§ **Exercise description**
Copy the material below word for word, starting at the line that contains "Where can you see the bird's head?" and ending at the last line of the material. Leave the pictures out of your copy.

§ **Position identification records**
+ + + +

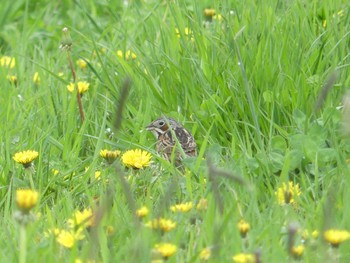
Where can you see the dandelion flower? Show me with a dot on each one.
(165, 249)
(36, 78)
(128, 55)
(7, 62)
(83, 87)
(184, 207)
(205, 253)
(286, 194)
(243, 228)
(110, 156)
(25, 157)
(81, 219)
(81, 63)
(335, 237)
(12, 79)
(26, 199)
(165, 225)
(136, 158)
(142, 212)
(244, 258)
(68, 239)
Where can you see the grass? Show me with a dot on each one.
(246, 86)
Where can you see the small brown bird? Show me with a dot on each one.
(163, 129)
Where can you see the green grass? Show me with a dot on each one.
(245, 86)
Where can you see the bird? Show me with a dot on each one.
(163, 129)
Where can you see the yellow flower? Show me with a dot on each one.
(81, 63)
(185, 207)
(286, 194)
(166, 249)
(110, 156)
(68, 239)
(335, 237)
(142, 212)
(202, 204)
(83, 87)
(7, 62)
(26, 199)
(187, 32)
(165, 225)
(244, 258)
(82, 219)
(53, 231)
(136, 158)
(243, 227)
(298, 251)
(315, 234)
(25, 157)
(128, 55)
(12, 79)
(205, 253)
(36, 78)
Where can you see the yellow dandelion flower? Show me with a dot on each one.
(205, 253)
(142, 212)
(136, 158)
(243, 228)
(12, 79)
(335, 237)
(187, 32)
(164, 225)
(286, 193)
(83, 87)
(26, 199)
(7, 62)
(185, 207)
(202, 205)
(81, 63)
(53, 231)
(315, 234)
(128, 55)
(298, 251)
(36, 78)
(110, 156)
(244, 258)
(68, 239)
(165, 249)
(25, 157)
(81, 219)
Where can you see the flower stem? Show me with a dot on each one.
(22, 243)
(80, 105)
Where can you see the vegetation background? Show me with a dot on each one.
(261, 86)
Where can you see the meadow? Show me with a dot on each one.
(261, 85)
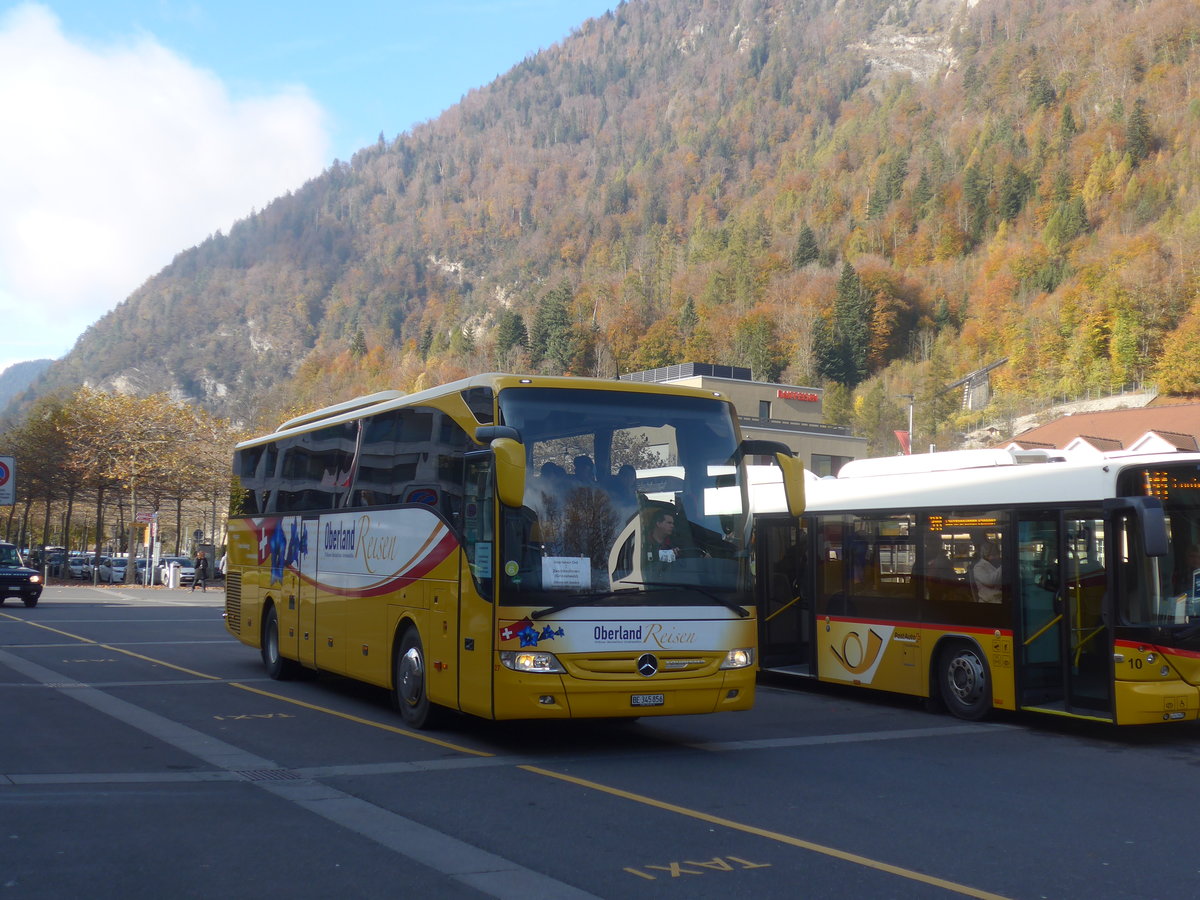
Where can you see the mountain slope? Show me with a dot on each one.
(688, 180)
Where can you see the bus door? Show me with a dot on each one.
(474, 634)
(304, 594)
(785, 604)
(1065, 641)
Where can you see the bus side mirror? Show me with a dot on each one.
(510, 472)
(1149, 513)
(792, 469)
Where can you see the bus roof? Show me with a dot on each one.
(382, 401)
(967, 478)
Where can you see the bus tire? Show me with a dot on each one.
(277, 666)
(963, 681)
(411, 689)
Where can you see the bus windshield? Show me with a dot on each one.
(1174, 580)
(627, 493)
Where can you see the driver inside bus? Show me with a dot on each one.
(661, 538)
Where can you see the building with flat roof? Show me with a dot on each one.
(787, 413)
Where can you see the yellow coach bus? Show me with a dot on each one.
(1014, 580)
(513, 547)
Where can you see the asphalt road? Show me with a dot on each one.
(143, 754)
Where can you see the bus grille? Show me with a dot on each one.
(612, 666)
(233, 603)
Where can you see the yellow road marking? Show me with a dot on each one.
(373, 724)
(867, 862)
(772, 835)
(382, 726)
(114, 649)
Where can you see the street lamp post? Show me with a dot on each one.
(910, 397)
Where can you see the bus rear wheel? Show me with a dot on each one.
(277, 666)
(964, 683)
(411, 690)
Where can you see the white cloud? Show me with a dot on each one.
(114, 159)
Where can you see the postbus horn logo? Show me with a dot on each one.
(852, 649)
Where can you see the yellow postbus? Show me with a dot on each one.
(1051, 581)
(511, 547)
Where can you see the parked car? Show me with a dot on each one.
(17, 579)
(186, 570)
(112, 570)
(77, 564)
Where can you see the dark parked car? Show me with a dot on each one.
(17, 579)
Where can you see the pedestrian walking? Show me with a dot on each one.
(201, 571)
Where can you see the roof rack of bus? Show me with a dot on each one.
(349, 406)
(947, 461)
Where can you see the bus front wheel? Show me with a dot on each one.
(964, 682)
(411, 691)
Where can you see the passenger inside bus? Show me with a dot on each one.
(941, 580)
(987, 574)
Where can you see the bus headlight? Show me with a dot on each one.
(531, 661)
(739, 658)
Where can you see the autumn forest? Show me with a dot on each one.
(873, 197)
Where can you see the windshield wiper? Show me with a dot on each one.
(729, 604)
(582, 599)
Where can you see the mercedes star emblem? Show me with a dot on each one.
(647, 665)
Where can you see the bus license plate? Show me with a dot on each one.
(647, 700)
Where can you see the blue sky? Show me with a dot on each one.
(138, 127)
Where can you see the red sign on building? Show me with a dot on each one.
(807, 396)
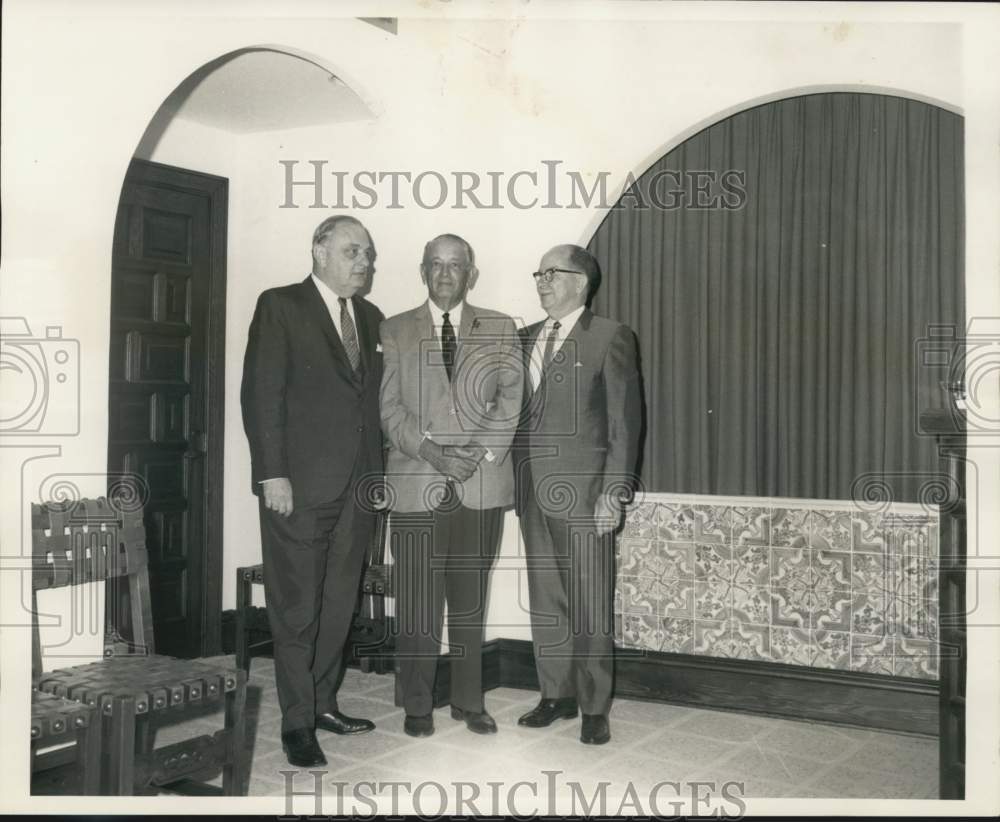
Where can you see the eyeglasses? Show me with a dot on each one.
(352, 252)
(453, 268)
(547, 275)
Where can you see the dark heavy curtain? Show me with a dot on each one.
(779, 339)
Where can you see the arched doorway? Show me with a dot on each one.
(167, 412)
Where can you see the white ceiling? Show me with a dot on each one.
(263, 90)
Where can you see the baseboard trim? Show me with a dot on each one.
(769, 688)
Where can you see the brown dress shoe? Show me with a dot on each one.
(479, 722)
(343, 724)
(302, 749)
(548, 711)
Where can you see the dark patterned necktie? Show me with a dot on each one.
(349, 335)
(550, 346)
(448, 345)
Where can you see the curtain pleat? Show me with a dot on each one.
(779, 341)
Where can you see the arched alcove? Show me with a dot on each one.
(781, 267)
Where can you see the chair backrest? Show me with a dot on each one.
(90, 540)
(84, 541)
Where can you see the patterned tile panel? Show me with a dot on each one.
(829, 587)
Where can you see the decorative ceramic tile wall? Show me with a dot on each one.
(828, 587)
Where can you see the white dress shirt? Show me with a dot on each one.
(565, 326)
(437, 317)
(455, 318)
(333, 306)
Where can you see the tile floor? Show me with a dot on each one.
(651, 742)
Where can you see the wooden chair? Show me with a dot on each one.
(131, 687)
(55, 721)
(369, 628)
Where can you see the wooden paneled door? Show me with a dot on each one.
(950, 430)
(166, 413)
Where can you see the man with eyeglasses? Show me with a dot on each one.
(451, 398)
(311, 378)
(576, 453)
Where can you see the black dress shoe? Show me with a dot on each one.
(419, 725)
(302, 749)
(548, 711)
(479, 722)
(595, 730)
(342, 724)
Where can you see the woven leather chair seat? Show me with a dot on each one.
(53, 717)
(154, 682)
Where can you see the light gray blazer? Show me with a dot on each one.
(482, 404)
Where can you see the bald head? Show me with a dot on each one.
(575, 277)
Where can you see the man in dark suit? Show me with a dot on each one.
(576, 453)
(311, 379)
(451, 398)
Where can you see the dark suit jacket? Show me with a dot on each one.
(579, 431)
(306, 415)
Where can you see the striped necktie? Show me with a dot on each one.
(448, 345)
(550, 346)
(349, 335)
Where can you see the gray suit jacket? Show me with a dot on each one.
(579, 432)
(482, 403)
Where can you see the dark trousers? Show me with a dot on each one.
(571, 588)
(313, 561)
(444, 555)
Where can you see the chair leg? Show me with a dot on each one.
(88, 757)
(243, 596)
(236, 770)
(120, 739)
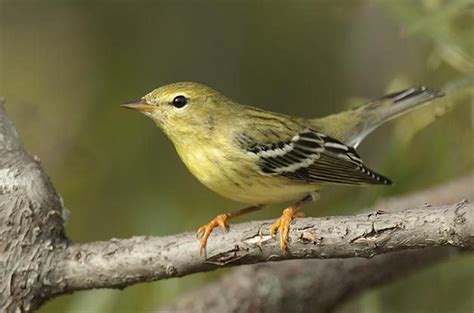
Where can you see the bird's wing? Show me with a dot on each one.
(314, 157)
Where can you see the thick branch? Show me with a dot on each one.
(119, 263)
(319, 286)
(31, 226)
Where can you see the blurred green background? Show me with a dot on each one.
(65, 66)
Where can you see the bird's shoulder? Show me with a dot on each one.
(289, 147)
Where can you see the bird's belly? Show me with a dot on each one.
(240, 179)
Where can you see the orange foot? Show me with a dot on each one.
(282, 225)
(204, 231)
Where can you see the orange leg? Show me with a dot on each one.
(282, 224)
(220, 220)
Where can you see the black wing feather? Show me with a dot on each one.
(316, 158)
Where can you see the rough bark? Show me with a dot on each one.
(31, 227)
(320, 286)
(38, 262)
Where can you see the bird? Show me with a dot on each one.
(259, 157)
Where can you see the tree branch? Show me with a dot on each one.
(38, 262)
(119, 263)
(320, 286)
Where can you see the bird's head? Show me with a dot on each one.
(184, 108)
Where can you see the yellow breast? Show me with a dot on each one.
(234, 175)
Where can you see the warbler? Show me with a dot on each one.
(258, 157)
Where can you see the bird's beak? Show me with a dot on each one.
(139, 105)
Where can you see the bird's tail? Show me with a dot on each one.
(356, 124)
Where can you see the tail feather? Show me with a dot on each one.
(361, 121)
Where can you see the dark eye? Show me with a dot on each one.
(180, 101)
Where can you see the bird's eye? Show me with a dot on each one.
(180, 101)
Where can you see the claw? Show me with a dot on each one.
(282, 225)
(205, 231)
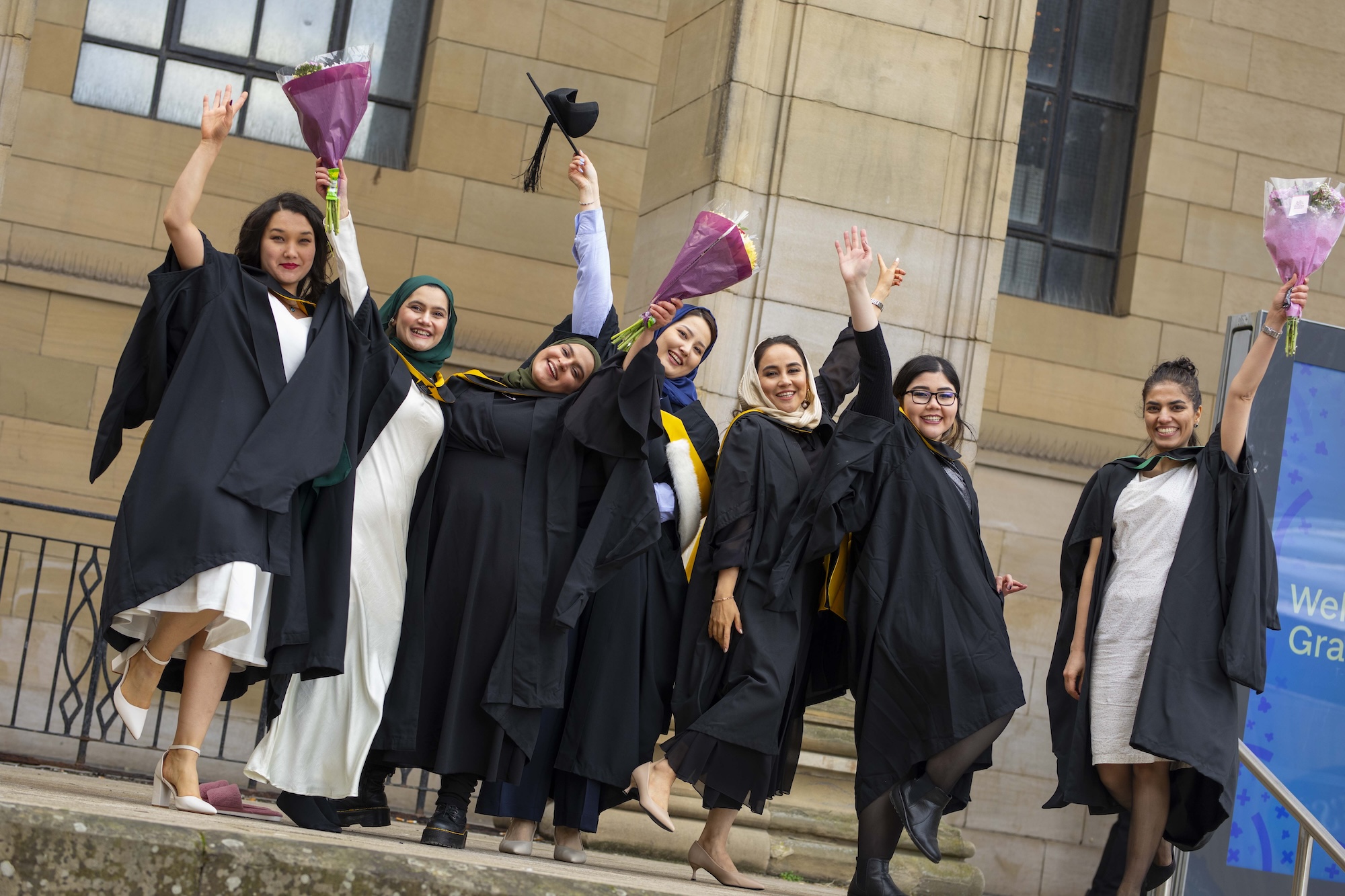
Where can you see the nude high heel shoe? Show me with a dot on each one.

+ + + +

§ **Correct response**
Where can you see the bird's head? Show me with a dot on each one.
(184, 108)
Where can you see the yellow breast? Show me with a dot on each one.
(234, 175)
Where can you see the warbler? Show me with a dot on each one.
(258, 157)
Where can you see the bird's beak? Show me with a dot on each one.
(139, 105)
Where can you see the bird's tail? Show me with a dot on each one.
(356, 124)
Where can you see the tail feather? Show me with a dot on each one.
(361, 121)
Where can you see the dark eye? Show me with a dot on each one.
(180, 101)
Where can you see the bird's eye? Show me with a dot on each one.
(180, 101)
Where can you see the claw? Show me with a dot on each one.
(282, 225)
(205, 231)
Where can you see the nude high heel shoe? Show me with a dot on each one.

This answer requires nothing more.